[Spatial localization data]
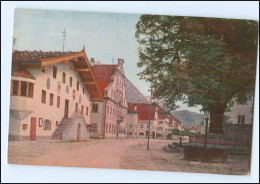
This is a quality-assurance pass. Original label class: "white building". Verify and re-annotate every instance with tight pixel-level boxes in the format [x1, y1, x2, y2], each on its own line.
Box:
[9, 47, 103, 141]
[89, 59, 128, 138]
[201, 100, 254, 134]
[127, 103, 171, 139]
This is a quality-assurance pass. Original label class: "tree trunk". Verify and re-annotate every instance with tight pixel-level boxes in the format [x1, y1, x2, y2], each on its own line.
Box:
[208, 105, 226, 135]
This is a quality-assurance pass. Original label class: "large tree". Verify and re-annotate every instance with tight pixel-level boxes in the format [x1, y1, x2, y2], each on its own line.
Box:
[136, 15, 258, 134]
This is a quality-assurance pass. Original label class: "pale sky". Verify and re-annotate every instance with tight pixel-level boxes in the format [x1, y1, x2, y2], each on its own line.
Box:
[13, 8, 202, 114]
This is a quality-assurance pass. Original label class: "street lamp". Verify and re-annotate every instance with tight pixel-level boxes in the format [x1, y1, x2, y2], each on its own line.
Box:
[145, 75, 152, 151]
[204, 111, 210, 149]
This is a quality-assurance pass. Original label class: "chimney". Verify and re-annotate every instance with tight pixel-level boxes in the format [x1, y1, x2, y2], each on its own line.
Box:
[90, 58, 95, 66]
[118, 58, 124, 65]
[12, 37, 17, 52]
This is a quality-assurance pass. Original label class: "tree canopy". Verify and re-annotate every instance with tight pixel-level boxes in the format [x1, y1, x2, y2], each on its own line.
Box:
[136, 15, 258, 134]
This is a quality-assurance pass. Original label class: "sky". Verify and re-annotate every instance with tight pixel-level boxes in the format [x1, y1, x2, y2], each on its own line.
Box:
[13, 8, 202, 114]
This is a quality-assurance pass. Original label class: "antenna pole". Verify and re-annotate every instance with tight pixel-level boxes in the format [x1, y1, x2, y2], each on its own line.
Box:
[62, 29, 66, 52]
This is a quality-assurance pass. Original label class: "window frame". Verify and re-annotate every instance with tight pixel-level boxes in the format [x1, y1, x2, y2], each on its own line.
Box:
[38, 118, 43, 127]
[41, 90, 47, 104]
[62, 72, 66, 84]
[92, 104, 99, 113]
[57, 96, 61, 108]
[69, 77, 73, 87]
[50, 93, 54, 106]
[53, 66, 57, 79]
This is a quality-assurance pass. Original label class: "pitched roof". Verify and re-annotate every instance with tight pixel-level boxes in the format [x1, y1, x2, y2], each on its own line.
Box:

Assignment
Each word of the data should be repeated exactly, and the pictures left out.

Answer section
This is a quality-assurance pass. Original label class: "white building". Verify and re-annotate every instance with tight pixel-level boxes in the format [x1, y1, x2, y2], each on its own line.
Box:
[9, 47, 103, 141]
[89, 59, 128, 138]
[201, 100, 254, 134]
[127, 103, 171, 139]
This is a quality-assurance pass. Original label class: "tree trunk". Verify and re-annotate every instance with tight pixel-level boxes in the format [x1, y1, x2, y2], each on its own line.
Box:
[208, 105, 226, 135]
This is a quality-assurance pass. Original label class: "large tree". Verify and re-annotate every instance with tight pixel-level boxes in the format [x1, y1, x2, y2], each on its own line.
Box:
[136, 15, 258, 134]
This is a quality-assurance pass. Original label class: "pale sky". Verify and re-annotate every instance with tight pixel-level boxes in the format [x1, y1, x2, y2], each on its own line.
Box:
[13, 8, 202, 114]
This is a quality-assurance pass. Original label class: "street lamp". Verify and re-annotate every instance with tight pixel-level boxes in the format [x1, y1, x2, y2], each on its own line.
Box:
[145, 75, 152, 151]
[204, 111, 210, 149]
This is a quality-assurance pass. Original label class: "chimney". Verify and re-annotate every instance with tight pixel-level boxes in the format [x1, y1, x2, y2], each on its own line.
Box:
[90, 58, 95, 66]
[118, 58, 124, 65]
[12, 37, 17, 52]
This is a quality-assurance pass. Original label class: "tree canopy". Verify and re-annotate every instance with tight pixel-level boxes in the format [x1, y1, x2, y2], each on its own line.
Box:
[136, 15, 258, 134]
This is a quality-assurance pass. Original label class: "sky". Verify and re-annotate every instance with tight pixel-level boxes in the format [x1, y1, x2, y2], each on its own line.
Box:
[13, 8, 202, 114]
This is a quality-assurance pass. Original label class: "antenna pole". Verify and re-annotate every instance with tight pixel-level boxes in the format [x1, y1, x2, y2], each on its own line.
Box:
[62, 29, 66, 52]
This is a quality-assurance pass. Original label class: "window frame". Verify and re-annotate every instance with tight pixel-level boxes in the format [x1, y1, x2, y2], each on its own line.
Box:
[38, 118, 43, 127]
[41, 90, 47, 104]
[62, 72, 66, 84]
[92, 104, 99, 113]
[57, 96, 61, 108]
[69, 77, 73, 87]
[50, 93, 54, 106]
[53, 66, 57, 79]
This is a quality-assurance pass. Original label class: "pitched roof". Verify and re-annotate every instance with tight pixel-level boxes in the format [x1, y1, x2, y2], each on its own line.
Box:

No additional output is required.